List of tasks
(a) In the piece about Diana Morgan and her late twin sister, where and in what year did Morgan attend her first conference?
(b) Continue the piece about Diana Morgan and her late twin sister from its last sentence.

Facebook group moderator and Illinois native Diana Morgan lost her twin sister Kathleen “Katie” in 2009 to a car accident.
“We look nothing alike, I was taller, she was shorter. I had blonde hair and she had brown hair,” Morgan described. “Katie was shy, not athletic. Sports weren’t really her thing but she loved football. The boyfriend she had played football in high school and she was always cheering him on.”
Mourning this unimaginable loss, Morgan found the group quickly after. Initially it was too much; Morgan described being too angry and hurt to be ready to heal and let go of the tragedy that befell her sister. But eventually Morgan returned in 2014, and in 2015 she attended her first conference in Nashville, TN. She quickly discovered that life could get a lot better if she accepted the help.
The weekend typically involves a welcome night with desserts, and then two days of keynote speeches and breakout sessions that help the twins cope with the grief. Finally, they finish with a memorial walk and fancy dinner.
As grief is a mentally straining process, it never hurts to have a little bit of comfort food.
Morgan offered to pick up two twins at the airport for that conference, and as of today, those twins are Aunt Beverly and Aunt Rachel to her own children, with Morgan being Aunt Rachel’s matron of honor at her wedding this past year.
“It saved me, meeting twins face to face. The connections you make are so deep, I don’t know what I would do without the connections I have,” Morgan said.

Extracted information
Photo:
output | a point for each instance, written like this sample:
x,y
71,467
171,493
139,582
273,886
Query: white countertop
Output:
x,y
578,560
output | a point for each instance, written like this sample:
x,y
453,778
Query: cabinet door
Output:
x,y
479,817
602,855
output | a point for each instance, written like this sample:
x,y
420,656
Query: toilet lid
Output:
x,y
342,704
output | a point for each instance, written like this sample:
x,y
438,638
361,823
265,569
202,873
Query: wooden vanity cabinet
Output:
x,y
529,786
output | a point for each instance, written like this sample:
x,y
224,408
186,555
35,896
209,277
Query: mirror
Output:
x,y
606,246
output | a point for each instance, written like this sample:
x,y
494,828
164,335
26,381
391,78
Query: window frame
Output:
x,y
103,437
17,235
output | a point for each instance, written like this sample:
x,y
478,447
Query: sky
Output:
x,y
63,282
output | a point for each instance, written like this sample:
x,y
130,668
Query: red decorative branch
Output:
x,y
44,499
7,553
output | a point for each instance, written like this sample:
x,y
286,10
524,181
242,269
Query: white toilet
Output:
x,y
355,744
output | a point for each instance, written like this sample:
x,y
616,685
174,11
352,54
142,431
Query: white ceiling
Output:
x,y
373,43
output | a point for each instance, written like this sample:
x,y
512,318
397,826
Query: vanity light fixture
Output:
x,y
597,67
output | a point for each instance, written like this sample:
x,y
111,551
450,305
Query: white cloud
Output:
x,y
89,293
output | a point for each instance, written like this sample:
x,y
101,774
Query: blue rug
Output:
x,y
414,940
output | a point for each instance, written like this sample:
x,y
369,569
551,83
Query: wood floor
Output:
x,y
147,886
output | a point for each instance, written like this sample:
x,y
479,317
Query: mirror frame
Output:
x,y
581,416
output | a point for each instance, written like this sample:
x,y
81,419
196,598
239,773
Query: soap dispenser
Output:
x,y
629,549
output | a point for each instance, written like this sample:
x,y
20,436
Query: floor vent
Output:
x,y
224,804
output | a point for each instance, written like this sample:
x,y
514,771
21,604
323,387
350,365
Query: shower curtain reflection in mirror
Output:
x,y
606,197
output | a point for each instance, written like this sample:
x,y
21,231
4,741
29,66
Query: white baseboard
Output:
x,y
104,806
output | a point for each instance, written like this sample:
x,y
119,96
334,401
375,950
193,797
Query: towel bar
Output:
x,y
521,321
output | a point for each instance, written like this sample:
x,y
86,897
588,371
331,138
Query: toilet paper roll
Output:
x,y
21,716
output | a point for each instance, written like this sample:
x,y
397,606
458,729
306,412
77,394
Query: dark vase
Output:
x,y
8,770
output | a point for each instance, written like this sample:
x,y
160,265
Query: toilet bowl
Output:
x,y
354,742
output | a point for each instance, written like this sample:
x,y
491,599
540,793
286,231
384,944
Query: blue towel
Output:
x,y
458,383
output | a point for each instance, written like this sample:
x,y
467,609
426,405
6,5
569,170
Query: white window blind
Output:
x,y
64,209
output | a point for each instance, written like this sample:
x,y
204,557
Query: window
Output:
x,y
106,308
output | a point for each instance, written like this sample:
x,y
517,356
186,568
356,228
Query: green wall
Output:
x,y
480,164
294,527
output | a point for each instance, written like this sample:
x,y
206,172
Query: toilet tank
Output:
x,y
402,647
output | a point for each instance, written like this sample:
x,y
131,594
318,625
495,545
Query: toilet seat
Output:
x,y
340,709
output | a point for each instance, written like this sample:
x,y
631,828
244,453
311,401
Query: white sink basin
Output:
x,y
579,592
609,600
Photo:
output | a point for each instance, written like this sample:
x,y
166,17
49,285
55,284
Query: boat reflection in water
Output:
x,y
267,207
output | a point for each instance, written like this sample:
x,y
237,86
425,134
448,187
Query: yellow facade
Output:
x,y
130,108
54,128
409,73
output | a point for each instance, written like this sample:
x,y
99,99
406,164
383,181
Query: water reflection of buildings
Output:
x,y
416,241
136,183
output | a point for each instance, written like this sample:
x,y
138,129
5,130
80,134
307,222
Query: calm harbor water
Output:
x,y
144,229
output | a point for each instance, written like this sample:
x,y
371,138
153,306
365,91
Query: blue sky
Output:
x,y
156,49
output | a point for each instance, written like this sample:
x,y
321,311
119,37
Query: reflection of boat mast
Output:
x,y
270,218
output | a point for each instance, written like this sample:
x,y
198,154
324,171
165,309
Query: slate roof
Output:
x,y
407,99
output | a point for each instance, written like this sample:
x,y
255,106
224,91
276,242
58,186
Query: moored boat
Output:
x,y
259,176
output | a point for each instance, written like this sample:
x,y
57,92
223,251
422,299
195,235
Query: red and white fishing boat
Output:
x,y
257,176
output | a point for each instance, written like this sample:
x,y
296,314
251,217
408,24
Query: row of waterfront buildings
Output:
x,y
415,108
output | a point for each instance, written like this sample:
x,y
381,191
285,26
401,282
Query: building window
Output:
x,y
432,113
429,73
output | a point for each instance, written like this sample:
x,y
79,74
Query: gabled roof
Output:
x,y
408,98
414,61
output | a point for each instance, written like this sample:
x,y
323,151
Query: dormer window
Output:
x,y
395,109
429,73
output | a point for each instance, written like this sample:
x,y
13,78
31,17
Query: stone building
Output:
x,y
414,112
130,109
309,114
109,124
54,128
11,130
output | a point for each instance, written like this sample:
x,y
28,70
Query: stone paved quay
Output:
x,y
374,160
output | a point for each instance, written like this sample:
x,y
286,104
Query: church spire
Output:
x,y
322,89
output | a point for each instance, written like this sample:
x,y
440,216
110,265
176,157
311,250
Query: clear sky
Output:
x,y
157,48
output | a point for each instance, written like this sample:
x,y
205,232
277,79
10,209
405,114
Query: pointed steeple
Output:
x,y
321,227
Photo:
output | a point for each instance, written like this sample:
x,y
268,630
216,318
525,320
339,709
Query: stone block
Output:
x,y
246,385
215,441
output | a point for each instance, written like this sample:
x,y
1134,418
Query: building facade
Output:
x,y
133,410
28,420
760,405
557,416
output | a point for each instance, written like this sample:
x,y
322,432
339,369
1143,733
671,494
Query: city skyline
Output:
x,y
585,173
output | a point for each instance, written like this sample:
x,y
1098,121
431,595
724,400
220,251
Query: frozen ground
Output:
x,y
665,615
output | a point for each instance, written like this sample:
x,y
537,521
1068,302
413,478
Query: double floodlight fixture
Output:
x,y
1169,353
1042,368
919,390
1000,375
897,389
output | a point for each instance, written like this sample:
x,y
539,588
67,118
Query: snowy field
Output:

Results for each task
(a) In Nashville, TN, in 2015.

(b)
A conference might be a one day occurrence, but the twinless twins are there for one another 365 days a year. Supportive posts are uploaded daily, and members are encouraged to share about their hard days to find comfort.
Morgan, her sister, my sister, and I all celebrated a birthday on November 30. I thought about them a lot that day, especially during moments where I was with my sister. It really was unimaginable to have an existence without my sister. But I knew the reality was one of us was probably going live without the other someday. And while that was a disquieting thought, it was comforting to know that there were other people like us out there.
The day my aunt died was hard for all of us, but in some ways I think it was a comforting day too. I was not there when it happened, early in the morning. My mother was.
“We came into this world holding each other, you know?” my mother recounted. “They had to pull us apart.”
Jannie’s death was a painful one, but she was fighting so hard to stay, even on that final morning. Her terror for what came next bounded her to a body that barely held on.
“I told her, ‘Your body is not working anymore and you need to let go. And I know you’re scared, and I’m scared too, but while a part of you is dying, a part of you is staying with me. It will live with me.’”
My mom slept next to my aunt’s bed all night, but when it was finally time, she had a feeling, and she crawled into her hospital bed with her. For the first time in those last 24 hours, despite the heavy medication and pain, Jannie opened her eyes and looked up at my mom.
And her heart stopped soon after then.
“It was just the two of us together when we were born, and it was just the two of us now,” my mother said. “How lucky I was there to be there for those moments. Just the two of us.”